» Document excerpt
◆ ◆ ◆ ◆ ◆ ◆ ◆

# Rescued Two Sad Petsmart Bettas - Help!



## Alchaeon (May 26, 2011)

I'm new here, but I'm glad I found this site!

I'm the sort of person who has to look at everything when we go shopping, so we spent about an hour longer than necessary at Petsmart. On our way out, I stopped at the Betta shelf to take a look. A poor little female was just floating there. She looked pathetic, and she was so small. I felt horrible for her, so I bought her and an equally pathetic-looking male the next day.

Frog, the female, looks horrible. Something's wrong with her jaw (or whatever you call it in fish). She can't open it all the way, so I've been crushing her food to make sure she gets enough to eat. Her fins are torn and ratty and she's extremely thin. She's a pale white with black spots, but now that she's settled a bit she's starting to show some really pretty green and blue as well. I hope that, if she makes it, she'll be a fancy little girl.

◆ ◆ ◆ ◆ ◆ ◆ ◆

» Your objective
Carry the forum post about the two rescued Petsmart bettas forward from its last sentence. The items come from a separate source and have no connection to the forum post.

» Entries provided

◆ ◆ ◆ ◆ ◆ ◆ ◆

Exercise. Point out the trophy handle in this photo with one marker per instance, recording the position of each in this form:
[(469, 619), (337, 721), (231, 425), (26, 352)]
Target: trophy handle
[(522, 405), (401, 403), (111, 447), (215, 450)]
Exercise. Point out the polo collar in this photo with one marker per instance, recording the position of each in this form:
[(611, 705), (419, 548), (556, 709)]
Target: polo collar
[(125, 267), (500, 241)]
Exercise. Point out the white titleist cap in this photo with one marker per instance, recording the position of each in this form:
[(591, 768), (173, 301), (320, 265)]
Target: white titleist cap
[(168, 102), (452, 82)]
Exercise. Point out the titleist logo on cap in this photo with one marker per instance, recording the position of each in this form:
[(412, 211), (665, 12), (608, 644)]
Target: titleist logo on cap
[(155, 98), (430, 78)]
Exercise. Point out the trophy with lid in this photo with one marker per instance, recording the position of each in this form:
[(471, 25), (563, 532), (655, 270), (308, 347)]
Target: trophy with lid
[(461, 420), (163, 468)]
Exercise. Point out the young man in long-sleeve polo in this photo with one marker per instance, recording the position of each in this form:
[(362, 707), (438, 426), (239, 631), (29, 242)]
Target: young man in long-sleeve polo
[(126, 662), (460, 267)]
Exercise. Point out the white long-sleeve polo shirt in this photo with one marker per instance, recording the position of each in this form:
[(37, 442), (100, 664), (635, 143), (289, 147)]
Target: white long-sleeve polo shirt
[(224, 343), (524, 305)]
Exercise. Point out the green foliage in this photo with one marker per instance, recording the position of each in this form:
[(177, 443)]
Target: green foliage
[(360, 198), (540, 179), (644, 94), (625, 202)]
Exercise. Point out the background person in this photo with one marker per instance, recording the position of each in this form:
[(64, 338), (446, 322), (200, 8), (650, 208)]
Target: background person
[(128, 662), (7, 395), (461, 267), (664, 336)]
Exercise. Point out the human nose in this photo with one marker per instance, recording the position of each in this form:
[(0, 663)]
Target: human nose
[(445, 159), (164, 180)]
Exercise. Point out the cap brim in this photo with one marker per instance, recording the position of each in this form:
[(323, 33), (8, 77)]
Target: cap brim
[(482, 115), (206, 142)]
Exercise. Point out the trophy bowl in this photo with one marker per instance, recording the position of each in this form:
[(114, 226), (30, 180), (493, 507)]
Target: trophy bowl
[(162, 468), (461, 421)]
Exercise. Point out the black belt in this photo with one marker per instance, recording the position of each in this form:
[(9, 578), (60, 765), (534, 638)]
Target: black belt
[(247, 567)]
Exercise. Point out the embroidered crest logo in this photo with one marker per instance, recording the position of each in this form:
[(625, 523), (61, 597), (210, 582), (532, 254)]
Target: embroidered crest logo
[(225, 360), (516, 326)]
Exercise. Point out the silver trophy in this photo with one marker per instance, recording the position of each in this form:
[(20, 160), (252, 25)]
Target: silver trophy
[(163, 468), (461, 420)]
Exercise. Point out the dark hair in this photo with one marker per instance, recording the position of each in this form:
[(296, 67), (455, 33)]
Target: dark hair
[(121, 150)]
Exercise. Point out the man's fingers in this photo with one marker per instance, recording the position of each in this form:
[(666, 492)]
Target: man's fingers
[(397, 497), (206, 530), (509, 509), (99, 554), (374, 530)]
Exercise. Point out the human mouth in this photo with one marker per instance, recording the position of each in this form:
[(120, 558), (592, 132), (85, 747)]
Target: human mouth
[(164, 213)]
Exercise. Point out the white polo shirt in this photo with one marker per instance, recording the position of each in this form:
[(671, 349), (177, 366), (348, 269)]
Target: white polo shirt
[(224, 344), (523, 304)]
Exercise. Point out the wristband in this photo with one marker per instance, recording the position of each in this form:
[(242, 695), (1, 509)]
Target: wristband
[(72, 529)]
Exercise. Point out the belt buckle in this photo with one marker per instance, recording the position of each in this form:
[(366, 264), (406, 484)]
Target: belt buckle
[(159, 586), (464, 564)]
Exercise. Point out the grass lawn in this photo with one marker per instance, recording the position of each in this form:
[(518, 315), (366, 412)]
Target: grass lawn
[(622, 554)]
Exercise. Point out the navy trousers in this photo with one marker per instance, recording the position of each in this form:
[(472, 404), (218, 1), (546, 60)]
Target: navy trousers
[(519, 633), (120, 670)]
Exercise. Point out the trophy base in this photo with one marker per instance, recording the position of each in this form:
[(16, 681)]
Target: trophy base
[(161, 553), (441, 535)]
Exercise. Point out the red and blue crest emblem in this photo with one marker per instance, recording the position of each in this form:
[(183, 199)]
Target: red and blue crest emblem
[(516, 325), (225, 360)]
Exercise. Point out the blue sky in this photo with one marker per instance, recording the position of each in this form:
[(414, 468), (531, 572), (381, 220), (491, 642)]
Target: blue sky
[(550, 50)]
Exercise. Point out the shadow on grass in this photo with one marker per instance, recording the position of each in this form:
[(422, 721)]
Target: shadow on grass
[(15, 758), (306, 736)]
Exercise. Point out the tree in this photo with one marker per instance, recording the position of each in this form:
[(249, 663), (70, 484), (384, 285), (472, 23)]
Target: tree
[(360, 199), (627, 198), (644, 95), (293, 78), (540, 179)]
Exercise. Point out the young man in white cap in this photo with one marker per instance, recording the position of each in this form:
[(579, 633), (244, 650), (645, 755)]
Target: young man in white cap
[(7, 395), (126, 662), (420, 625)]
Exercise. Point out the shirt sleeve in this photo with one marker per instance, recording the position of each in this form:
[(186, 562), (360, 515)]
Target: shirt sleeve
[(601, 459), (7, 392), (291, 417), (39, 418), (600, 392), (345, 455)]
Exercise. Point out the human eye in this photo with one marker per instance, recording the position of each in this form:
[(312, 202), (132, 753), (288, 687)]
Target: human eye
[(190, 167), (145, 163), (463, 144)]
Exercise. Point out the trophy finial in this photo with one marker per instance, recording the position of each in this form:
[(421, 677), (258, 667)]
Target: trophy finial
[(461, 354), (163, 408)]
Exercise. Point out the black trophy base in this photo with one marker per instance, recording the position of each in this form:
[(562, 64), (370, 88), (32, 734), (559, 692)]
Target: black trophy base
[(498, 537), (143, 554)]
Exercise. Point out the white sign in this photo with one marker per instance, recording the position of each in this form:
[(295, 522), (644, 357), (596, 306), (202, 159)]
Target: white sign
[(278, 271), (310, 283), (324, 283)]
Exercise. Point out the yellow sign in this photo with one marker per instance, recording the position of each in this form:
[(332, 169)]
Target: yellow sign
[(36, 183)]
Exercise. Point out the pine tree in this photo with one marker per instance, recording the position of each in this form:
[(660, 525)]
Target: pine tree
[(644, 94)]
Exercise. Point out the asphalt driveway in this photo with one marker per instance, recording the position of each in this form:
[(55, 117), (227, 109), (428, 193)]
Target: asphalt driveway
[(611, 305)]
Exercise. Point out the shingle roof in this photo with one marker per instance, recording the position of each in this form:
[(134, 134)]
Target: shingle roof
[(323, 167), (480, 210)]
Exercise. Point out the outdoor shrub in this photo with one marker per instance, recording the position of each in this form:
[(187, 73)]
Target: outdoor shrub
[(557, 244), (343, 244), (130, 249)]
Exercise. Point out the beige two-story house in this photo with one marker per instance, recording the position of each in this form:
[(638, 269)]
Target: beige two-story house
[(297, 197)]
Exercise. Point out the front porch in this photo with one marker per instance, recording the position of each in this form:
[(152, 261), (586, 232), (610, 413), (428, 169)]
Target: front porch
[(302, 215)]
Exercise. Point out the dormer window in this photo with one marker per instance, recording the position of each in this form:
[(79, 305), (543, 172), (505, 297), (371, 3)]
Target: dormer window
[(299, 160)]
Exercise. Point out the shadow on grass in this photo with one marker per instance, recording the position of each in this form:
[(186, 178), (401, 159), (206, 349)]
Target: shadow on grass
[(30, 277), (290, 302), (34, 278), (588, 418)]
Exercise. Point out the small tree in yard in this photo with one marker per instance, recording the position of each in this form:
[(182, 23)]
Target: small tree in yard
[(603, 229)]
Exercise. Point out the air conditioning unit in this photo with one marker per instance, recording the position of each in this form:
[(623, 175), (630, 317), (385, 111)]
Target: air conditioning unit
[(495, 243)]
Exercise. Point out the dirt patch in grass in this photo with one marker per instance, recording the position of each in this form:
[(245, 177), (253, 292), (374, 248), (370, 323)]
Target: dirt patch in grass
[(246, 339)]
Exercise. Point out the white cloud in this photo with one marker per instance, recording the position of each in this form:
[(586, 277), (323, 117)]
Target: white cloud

◆ ◆ ◆ ◆ ◆ ◆ ◆

» Result of the exercise
Toad's my boy. I've never seen a fish so thin. He's got a voracious appetite and I'm scared I'll overfeed him. He gets two pellets three times a day and he absolutely wolfs them down. He's mostly white, but he's got some dull red covering parts of his body. It looks more like blood under his scales, but I can't be sure. Overall he's more active and in better health than Frog, but I'm worried about them. 

I've got them in a divided ten gallon tank right now, with a filter and heater as well as several plants. Toad is doing well and adjusted really easily, but I'm worried for Frog. She is very weak and has some difficulty swimming, so I put her on the calmer side of the tank so she didn't have to swim very hard. 

Neither have pooped yet despite eating, so I'm not sure if something's wrong. What can I do to help them? They're so sad looking, and I really don't want to lose them.


----------



## Luimeril (Dec 29, 2010)

oohhhh, that first baby! <3 so tiny, and sad-looking!

if you're worried about them not pooing, fast them for a few days. it should help out alot. i, personally, would take out the gravel, until you're sure they're doing good. but, that's just me.


----------



## carzz (Mar 8, 2011)

I would feed them a pea.


----------



## Alchaeon (May 26, 2011)

Luimeril - They're so thin, though. Would it hurt them not to eat for a couple of days? I need to get a top-view of them; they look like twigs. I've only had them for two days now and I'm pretty sure no one fed them while they were at the store. 

Carzz - Would a pea help?


----------



## PewPewPew (Nov 26, 2010)

Do Not use the pea method. It is dangerous.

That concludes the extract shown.